* **WRITTEN PROBLEM**:
Rewrite the records below, swapping every "locomotive" for "engine" and leaving everything else unchanged.

============================================================

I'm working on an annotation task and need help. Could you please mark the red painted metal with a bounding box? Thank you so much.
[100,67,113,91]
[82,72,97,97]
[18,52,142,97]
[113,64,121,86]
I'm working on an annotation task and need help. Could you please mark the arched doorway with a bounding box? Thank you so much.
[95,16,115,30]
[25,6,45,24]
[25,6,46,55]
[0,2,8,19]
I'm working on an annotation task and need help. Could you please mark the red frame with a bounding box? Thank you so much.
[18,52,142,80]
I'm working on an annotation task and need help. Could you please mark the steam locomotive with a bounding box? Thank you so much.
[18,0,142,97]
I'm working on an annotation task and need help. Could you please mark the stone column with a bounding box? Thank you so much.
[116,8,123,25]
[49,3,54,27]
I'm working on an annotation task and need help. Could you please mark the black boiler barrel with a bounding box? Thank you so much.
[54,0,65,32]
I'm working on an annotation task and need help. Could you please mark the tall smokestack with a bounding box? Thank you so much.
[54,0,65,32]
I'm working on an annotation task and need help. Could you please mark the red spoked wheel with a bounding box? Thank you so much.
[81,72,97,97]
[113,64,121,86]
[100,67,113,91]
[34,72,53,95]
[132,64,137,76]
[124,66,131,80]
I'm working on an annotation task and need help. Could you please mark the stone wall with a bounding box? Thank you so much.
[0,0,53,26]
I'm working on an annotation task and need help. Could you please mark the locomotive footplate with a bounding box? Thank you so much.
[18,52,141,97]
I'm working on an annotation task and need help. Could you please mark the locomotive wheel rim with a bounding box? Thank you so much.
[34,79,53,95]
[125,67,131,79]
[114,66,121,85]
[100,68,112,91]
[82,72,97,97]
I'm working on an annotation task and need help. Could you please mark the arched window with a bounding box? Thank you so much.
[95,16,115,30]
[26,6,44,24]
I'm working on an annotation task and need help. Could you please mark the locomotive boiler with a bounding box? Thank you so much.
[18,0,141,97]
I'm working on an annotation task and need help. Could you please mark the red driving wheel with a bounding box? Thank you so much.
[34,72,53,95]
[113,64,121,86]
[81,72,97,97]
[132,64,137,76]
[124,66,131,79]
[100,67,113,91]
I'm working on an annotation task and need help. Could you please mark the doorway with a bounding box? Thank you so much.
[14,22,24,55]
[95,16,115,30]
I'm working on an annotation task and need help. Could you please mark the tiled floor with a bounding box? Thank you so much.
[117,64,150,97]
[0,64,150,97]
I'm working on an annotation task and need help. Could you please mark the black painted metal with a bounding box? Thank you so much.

============================================================

* **REPLY TO THE TASK**:
I'm working on an annotation task and need help. Could you please mark the red painted metal with a bounding box? Thank you so much.
[100,67,113,91]
[82,72,97,97]
[18,52,142,97]
[113,64,121,86]
I'm working on an annotation task and need help. Could you please mark the arched doorway with a bounding box? Thank you so much.
[95,16,115,30]
[25,6,45,24]
[25,6,46,55]
[0,2,8,19]
I'm working on an annotation task and need help. Could you please mark the red frame with a bounding box? Thank you so much.
[18,52,142,80]
I'm working on an annotation task and need help. Could you please mark the steam engine with a bounding box? Thank you so much.
[18,0,142,97]
I'm working on an annotation task and need help. Could you please mark the stone column with a bounding box? Thank you so much.
[116,8,123,25]
[49,3,54,27]
I'm working on an annotation task and need help. Could you please mark the black boiler barrel with a bounding box? Thank you so much.
[54,0,65,32]
I'm working on an annotation task and need help. Could you please mark the tall smokestack with a bounding box? Thank you so much.
[54,0,65,32]
I'm working on an annotation task and need help. Could you please mark the red spoked wheel with a bounding box? Thank you so much.
[81,72,97,97]
[113,64,121,86]
[100,67,113,91]
[34,72,53,95]
[132,64,137,76]
[124,66,131,80]
I'm working on an annotation task and need help. Could you please mark the stone wall with a bounding box? Thank you so much.
[0,0,53,26]
I'm working on an annotation task and need help. Could you please mark the engine footplate with a bounding box? Thank you so much.
[18,52,141,97]
I'm working on an annotation task and need help. Could you please mark the engine wheel rim with a bounding box? Thank you so much.
[34,79,53,95]
[125,67,131,79]
[114,66,121,85]
[100,68,112,91]
[82,72,97,97]
I'm working on an annotation task and need help. Could you please mark the arched window with a bounding box? Thank you so much.
[95,16,115,30]
[26,6,44,24]
I'm working on an annotation task and need help. Could you please mark the engine boiler with a bounding box? Thank you so much.
[18,0,141,97]
I'm working on an annotation task and need help. Could you please mark the red driving wheel with a bounding box? Thank you so much.
[34,72,53,95]
[113,64,121,86]
[81,72,97,97]
[132,64,137,76]
[124,66,131,79]
[100,67,113,91]
I'm working on an annotation task and need help. Could you please mark the doorway with a bounding box? Thank you so much.
[14,22,24,55]
[95,16,115,30]
I'm working on an annotation task and need help. Could you please mark the tiled floor with a bounding box? Thank you so much.
[117,64,150,97]
[0,64,150,97]
I'm working on an annotation task and need help. Could you please mark the black painted metal with a bounding box? Thank you so much.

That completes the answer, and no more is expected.